▶ [WORK TO COMPLETE]
#1 Could you output the passage of the forum post on peak oil and aluminum from "Joined: Oct 09, 2005" up to and including "(very) cheap electricity.", copied word for word?
#2 Would you return, unchanged, the lines of the records from the line with "thick tree trunk?" up to and including the final line of the records?

▶ [QUOTED PASSAGE]
"""
How then, do we move backwards? How does a society, with most of the people having no clue of future events, move from being dependent on a vast and intertwined network of goods and services produced by the indigenous people of whereever, to a local resource and renewable energy based society, and do so in the timeframe available (20-30 years using the most liberal extimates, 10-20 with resonable estimates, 5-10 with worst case scenarios), all the while prices on everything increasing, world politics getting more militaristic, governments continuously reducing civil liberties, shortages of goods on the market and weather patterns resembling bad Hollywood movies?
Joined: Oct 09, 2005 Posts: 53 Location: New Zealand
Posted: Sun Jan 22, 2006 9:31 pm Post subject: Re: 1 Aluminum can = 3 hours TV
coyote wrote:
No, after Peak Oil electricity will not remain cheap for many years, let alone centuries.
The whole economics of aluminium production is predicated on (very) cheap electricity.
Here in NZ we have the Cromalco smelter, which runs on clean, green, 100% hydro generated electricity. The deal to get Cromalco here was done many years ago, when NZ was 100% hydro electricity.
"""
▶ [MATERIAL]
"""
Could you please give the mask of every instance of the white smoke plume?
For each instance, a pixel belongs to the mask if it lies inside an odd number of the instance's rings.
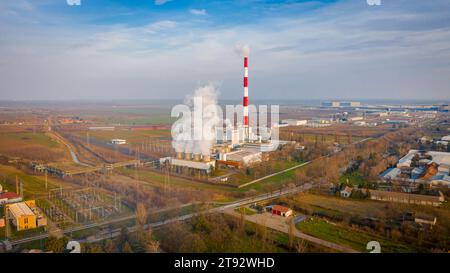
[[[184,103],[189,107],[190,116],[179,119],[172,126],[172,146],[177,152],[211,153],[211,147],[216,142],[216,127],[222,121],[222,111],[217,103],[218,93],[215,85],[208,84],[186,96]]]
[[[242,55],[242,56],[247,56],[250,54],[250,46],[247,44],[244,45],[236,45],[235,48],[236,54],[238,55]]]

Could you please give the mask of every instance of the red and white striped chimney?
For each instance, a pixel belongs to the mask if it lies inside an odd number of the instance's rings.
[[[244,130],[245,139],[248,140],[248,56],[244,56]]]

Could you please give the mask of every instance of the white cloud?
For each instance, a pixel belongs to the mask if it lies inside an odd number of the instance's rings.
[[[172,28],[176,28],[176,27],[177,27],[177,22],[170,21],[170,20],[163,20],[163,21],[151,23],[150,25],[146,26],[144,29],[146,32],[156,33],[156,32],[160,32],[162,30],[172,29]]]
[[[190,9],[189,12],[194,15],[206,15],[206,9]]]
[[[450,27],[432,21],[448,20],[448,9],[429,5],[427,14],[387,5],[349,13],[336,4],[215,28],[180,20],[88,29],[0,24],[0,96],[181,99],[198,82],[218,81],[222,98],[240,98],[242,60],[233,48],[251,43],[252,99],[450,99]],[[159,35],[165,30],[170,35]]]
[[[173,0],[155,0],[155,5],[161,6]]]

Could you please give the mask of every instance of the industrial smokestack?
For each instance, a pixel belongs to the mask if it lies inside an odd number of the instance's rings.
[[[200,161],[200,154],[194,154],[194,161]]]
[[[243,50],[244,52],[244,130],[245,139],[249,139],[248,132],[248,50]]]
[[[205,162],[211,161],[211,156],[210,155],[203,155],[203,161],[205,161]]]

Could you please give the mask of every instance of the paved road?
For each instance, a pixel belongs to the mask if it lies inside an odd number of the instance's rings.
[[[371,138],[363,139],[363,140],[355,142],[353,144],[358,144],[358,143],[361,143],[361,142],[364,142],[364,141],[367,141],[367,140],[370,140],[370,139]],[[330,156],[330,155],[326,155],[326,156]],[[316,158],[314,160],[318,160],[318,159],[326,157],[326,156],[322,156],[322,157]],[[269,177],[272,177],[274,175],[278,175],[280,173],[287,172],[287,171],[289,171],[291,169],[295,169],[295,168],[299,168],[301,166],[305,166],[305,165],[313,162],[314,160],[302,163],[300,165],[294,166],[292,168],[283,170],[281,172],[278,172],[278,173],[275,173],[275,174],[272,174],[272,175],[269,175],[269,176],[266,176],[266,177],[262,177],[260,179],[257,179],[257,181],[254,180],[254,181],[251,181],[249,183],[256,183],[256,182],[259,182],[261,180],[264,180],[264,179],[267,179]],[[238,201],[234,201],[234,202],[225,204],[225,205],[220,206],[220,207],[209,209],[207,211],[203,211],[203,212],[199,212],[199,213],[192,213],[192,214],[187,214],[187,215],[182,215],[182,216],[174,217],[174,218],[171,218],[171,219],[168,219],[168,220],[165,220],[165,221],[152,223],[152,224],[149,224],[147,227],[154,228],[154,227],[159,227],[159,226],[162,226],[162,225],[165,225],[165,224],[168,224],[168,223],[171,223],[171,222],[175,222],[175,221],[184,221],[184,220],[190,219],[190,218],[192,218],[192,217],[194,217],[194,216],[196,216],[196,215],[198,215],[200,213],[224,212],[226,209],[237,208],[237,207],[240,207],[240,206],[243,206],[243,205],[246,205],[246,204],[250,204],[250,203],[256,203],[256,202],[260,202],[260,201],[266,201],[266,200],[278,198],[280,196],[295,194],[295,193],[298,193],[298,192],[301,192],[301,191],[308,190],[310,188],[312,188],[311,184],[305,184],[305,185],[294,187],[294,188],[288,188],[288,189],[284,189],[284,190],[280,189],[280,190],[277,190],[277,191],[274,191],[274,192],[264,193],[264,194],[261,194],[261,195],[255,196],[255,197],[248,197],[248,198],[244,198],[244,199],[241,199],[241,200],[238,200]],[[68,228],[68,229],[65,229],[63,231],[63,233],[67,234],[67,233],[81,231],[81,230],[86,230],[86,229],[90,229],[90,228],[106,226],[106,225],[110,225],[112,223],[123,222],[123,221],[131,220],[131,219],[135,219],[135,218],[136,218],[135,215],[129,215],[129,216],[125,216],[125,217],[122,217],[122,218],[117,218],[117,219],[113,219],[113,220],[105,221],[105,222],[101,222],[101,223],[93,223],[93,224],[88,224],[88,225],[84,225],[84,226],[81,226],[81,227]],[[129,231],[134,231],[134,230],[135,230],[135,227],[129,228]],[[108,235],[107,235],[108,237],[107,238],[116,237],[116,236],[118,236],[118,234],[120,234],[120,230],[119,229],[113,230],[111,232],[108,232]],[[14,240],[14,241],[11,241],[10,243],[12,245],[18,245],[18,244],[28,243],[28,242],[32,242],[32,241],[36,241],[36,240],[40,240],[40,239],[45,239],[47,237],[49,237],[49,234],[48,233],[43,233],[43,234],[35,235],[35,236],[32,236],[32,237],[27,237],[27,238]],[[106,238],[105,236],[101,235],[98,238],[97,237],[91,238],[91,240],[92,241],[100,241],[100,240],[104,240],[105,238]],[[89,240],[85,240],[85,241],[90,242]]]

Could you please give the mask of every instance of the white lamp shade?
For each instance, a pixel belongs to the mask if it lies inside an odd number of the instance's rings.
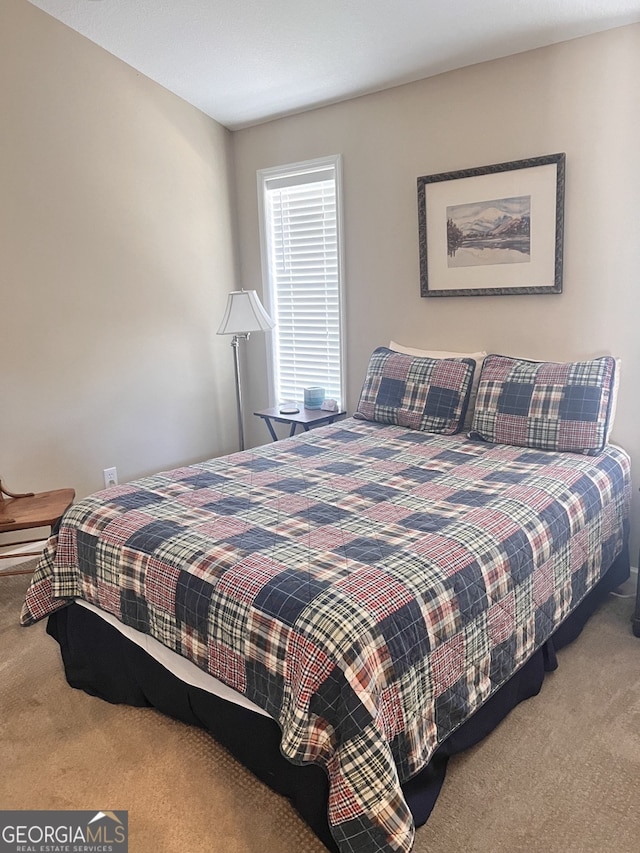
[[[275,323],[264,310],[255,290],[234,290],[218,329],[219,335],[241,335],[244,332],[266,332]]]

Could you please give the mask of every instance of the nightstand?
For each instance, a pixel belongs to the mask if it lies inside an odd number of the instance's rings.
[[[259,412],[254,412],[254,415],[266,423],[269,434],[274,441],[278,441],[278,435],[273,428],[273,424],[291,424],[289,437],[295,435],[298,424],[302,426],[305,432],[309,432],[312,426],[321,426],[322,424],[332,424],[336,418],[343,418],[347,413],[345,411],[328,412],[326,409],[305,409],[300,406],[300,411],[295,414],[283,414],[280,411],[280,406],[273,406],[271,409],[261,409]]]

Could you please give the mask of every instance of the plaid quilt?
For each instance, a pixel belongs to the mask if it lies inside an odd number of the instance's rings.
[[[623,547],[630,463],[349,419],[92,495],[27,592],[80,597],[269,712],[344,853],[408,851],[401,782]]]

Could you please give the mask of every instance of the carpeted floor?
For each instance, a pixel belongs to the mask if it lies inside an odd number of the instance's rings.
[[[70,688],[0,577],[0,808],[127,809],[131,853],[323,853],[204,732]],[[453,760],[414,853],[637,853],[640,640],[610,597],[542,692]]]

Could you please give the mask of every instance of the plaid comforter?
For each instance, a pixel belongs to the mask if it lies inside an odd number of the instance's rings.
[[[401,781],[613,562],[629,468],[350,419],[75,504],[21,619],[152,634],[326,768],[342,851],[408,851]]]

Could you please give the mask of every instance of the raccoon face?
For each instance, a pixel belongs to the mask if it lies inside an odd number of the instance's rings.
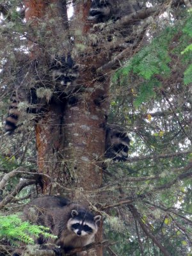
[[[67,228],[75,233],[77,236],[92,236],[97,233],[100,215],[93,216],[90,212],[72,210],[72,218],[67,222]]]
[[[88,20],[104,22],[109,19],[111,10],[109,0],[93,0]]]

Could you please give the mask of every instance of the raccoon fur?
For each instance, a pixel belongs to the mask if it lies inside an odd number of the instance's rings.
[[[131,1],[129,1],[131,2]],[[88,20],[95,23],[116,20],[141,9],[136,1],[92,0]]]
[[[108,124],[106,131],[105,157],[116,161],[127,161],[130,143],[127,132],[115,124]]]
[[[18,120],[21,114],[19,108],[20,103],[26,102],[29,105],[26,109],[28,113],[39,114],[45,111],[48,100],[45,97],[38,98],[36,95],[37,89],[43,86],[41,80],[44,80],[45,84],[53,83],[52,88],[47,85],[47,88],[52,92],[49,102],[56,102],[61,104],[68,100],[68,102],[72,105],[77,101],[73,93],[77,90],[75,80],[79,76],[78,66],[74,64],[70,55],[52,58],[49,64],[47,75],[42,74],[44,79],[37,77],[38,76],[34,74],[31,66],[26,63],[23,63],[23,67],[16,73],[14,77],[15,90],[10,97],[9,113],[4,124],[4,131],[9,134],[12,134],[17,127]],[[36,66],[37,63],[35,68],[33,67],[34,70],[38,68]],[[35,86],[30,88],[31,82],[29,81],[29,77],[32,77],[33,76],[33,81],[36,81]],[[44,84],[43,87],[44,88]]]
[[[52,196],[34,199],[25,207],[23,215],[24,220],[47,227],[51,234],[58,237],[52,239],[40,236],[37,244],[52,243],[60,246],[66,253],[93,242],[101,218],[100,215],[94,216],[83,205]],[[15,252],[13,255],[21,253]],[[77,255],[84,253],[84,252]]]

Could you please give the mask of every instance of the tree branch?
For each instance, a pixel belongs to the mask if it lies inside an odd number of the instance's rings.
[[[64,251],[60,250],[61,256],[71,256],[74,255],[76,253],[83,252],[83,251],[88,251],[92,248],[95,248],[96,247],[100,246],[109,246],[111,243],[109,243],[108,241],[104,241],[102,242],[93,243],[85,246],[78,247],[75,249],[71,250],[68,253],[65,253]],[[36,249],[33,251],[27,250],[24,253],[24,256],[57,256],[57,253],[54,252],[53,250],[40,250]]]
[[[24,175],[27,175],[26,177]],[[8,180],[13,177],[19,176],[22,177],[22,178],[27,178],[27,179],[35,179],[36,177],[39,177],[39,176],[45,176],[46,177],[52,180],[52,178],[47,175],[47,174],[44,173],[31,173],[29,172],[25,172],[25,168],[24,167],[18,167],[17,169],[5,174],[3,177],[2,180],[0,182],[0,190],[3,189],[5,185],[6,184]]]
[[[1,202],[0,202],[0,210],[3,208],[8,203],[11,202],[12,199],[15,196],[24,188],[27,187],[28,186],[30,186],[36,183],[36,180],[22,180],[21,181],[15,188],[15,189],[7,196],[6,196]]]
[[[135,20],[145,19],[146,18],[148,18],[149,16],[150,16],[155,12],[159,12],[161,10],[161,9],[159,6],[156,6],[147,8],[145,9],[141,9],[140,11],[131,13],[129,15],[124,16],[122,18],[120,19],[119,20],[117,20],[115,22],[114,28],[115,29],[116,28],[128,25],[131,22],[134,22]]]
[[[134,218],[136,220],[140,223],[141,228],[143,230],[144,233],[145,233],[145,234],[152,239],[154,243],[157,247],[159,247],[159,248],[164,256],[170,256],[166,249],[164,246],[163,246],[163,245],[159,243],[157,239],[148,230],[146,225],[144,224],[144,223],[142,221],[137,209],[132,205],[129,205],[128,207],[131,212],[132,213]]]
[[[140,160],[145,160],[145,159],[160,159],[160,158],[169,158],[176,157],[179,156],[185,155],[188,154],[191,154],[192,150],[183,150],[175,153],[170,153],[170,154],[163,154],[161,155],[152,155],[152,156],[136,156],[134,157],[130,157],[127,160],[129,162],[136,162]]]

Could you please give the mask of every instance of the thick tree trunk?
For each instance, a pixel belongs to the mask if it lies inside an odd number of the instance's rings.
[[[54,18],[62,14],[61,12],[57,12],[56,8],[54,13],[49,12],[50,6],[46,1],[29,0],[26,2],[26,19],[31,22],[34,20],[32,24],[35,26],[38,26],[38,22],[44,20],[45,17],[51,19],[51,15]],[[52,0],[52,3],[55,1]],[[77,4],[76,24],[84,24],[90,4],[90,1]],[[60,11],[61,8],[58,10]],[[66,11],[66,8],[63,10]],[[48,15],[46,11],[49,12]],[[59,40],[59,33],[67,28],[67,24],[63,23],[62,29],[54,29],[52,36]],[[80,29],[84,36],[90,25],[80,27],[74,29]],[[75,40],[76,44],[79,43],[79,38],[75,38]],[[58,47],[61,54],[62,47],[59,46],[59,43],[54,46],[56,49]],[[69,46],[68,51],[70,50],[71,46]],[[66,52],[66,49],[63,49],[63,55]],[[79,86],[83,88],[80,90],[82,92],[79,91],[77,93],[77,104],[71,106],[67,103],[50,103],[47,111],[36,124],[38,171],[49,175],[52,179],[51,181],[47,178],[42,178],[44,194],[65,195],[68,189],[70,191],[68,196],[72,200],[86,204],[89,201],[92,203],[98,202],[93,191],[102,184],[102,161],[105,143],[104,127],[108,107],[105,98],[108,93],[109,81],[104,86],[97,81],[95,70],[102,65],[104,58],[104,54],[98,55],[94,60],[90,58],[84,60],[77,58],[78,63],[86,67],[80,72],[77,81]],[[96,241],[100,241],[101,239],[102,227]],[[89,256],[102,255],[101,248],[97,248],[97,252],[93,250],[88,253]]]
"""
▶ [ANSWERS BELOW]
#1
Joined: Oct 09, 2005 Posts: 53 Location: New Zealand
Posted: Sun Jan 22, 2006 9:31 pm Post subject: Re: 1 Aluminum can = 3 hours TV
coyote wrote:
No, after Peak Oil electricity will not remain cheap for many years, let alone centuries.
The whole economics of aluminium production is predicated on (very) cheap electricity.

#2
Could you please give the mask of every instance of the thick tree trunk?
For each instance, a pixel belongs to the mask if it lies inside an odd number of the instance's rings.
[[[54,18],[62,14],[61,12],[57,12],[56,8],[54,13],[49,12],[50,6],[46,1],[29,0],[26,2],[26,19],[31,22],[34,20],[32,24],[35,26],[38,26],[38,22],[44,20],[45,17],[51,19],[51,15]],[[52,0],[52,3],[55,1]],[[77,4],[76,24],[84,24],[90,4],[90,1]],[[60,11],[61,8],[58,10]],[[66,11],[66,8],[63,10]],[[48,15],[46,11],[49,12]],[[59,40],[59,33],[67,28],[67,24],[63,23],[62,29],[54,29],[52,36]],[[80,29],[84,36],[90,25],[80,27],[74,29]],[[75,40],[76,44],[79,43],[79,38],[75,38]],[[58,47],[61,54],[62,47],[59,46],[59,43],[54,46],[56,49]],[[69,46],[68,51],[70,50],[71,46]],[[66,52],[66,49],[63,49],[63,55]],[[79,86],[83,88],[80,90],[82,92],[79,91],[77,93],[77,104],[71,106],[67,103],[50,103],[47,111],[36,124],[38,171],[49,175],[52,179],[51,181],[47,178],[42,178],[44,194],[65,195],[68,189],[70,191],[68,196],[72,200],[86,204],[89,201],[92,203],[98,202],[93,191],[102,184],[102,161],[105,143],[104,127],[108,107],[105,98],[108,93],[109,81],[104,86],[97,81],[95,70],[102,65],[104,58],[104,54],[98,55],[94,60],[90,58],[84,60],[77,58],[78,63],[86,67],[80,72],[77,81]],[[96,241],[100,241],[101,239],[102,227]],[[89,256],[102,255],[101,248],[97,248],[97,252],[93,250],[88,253]]]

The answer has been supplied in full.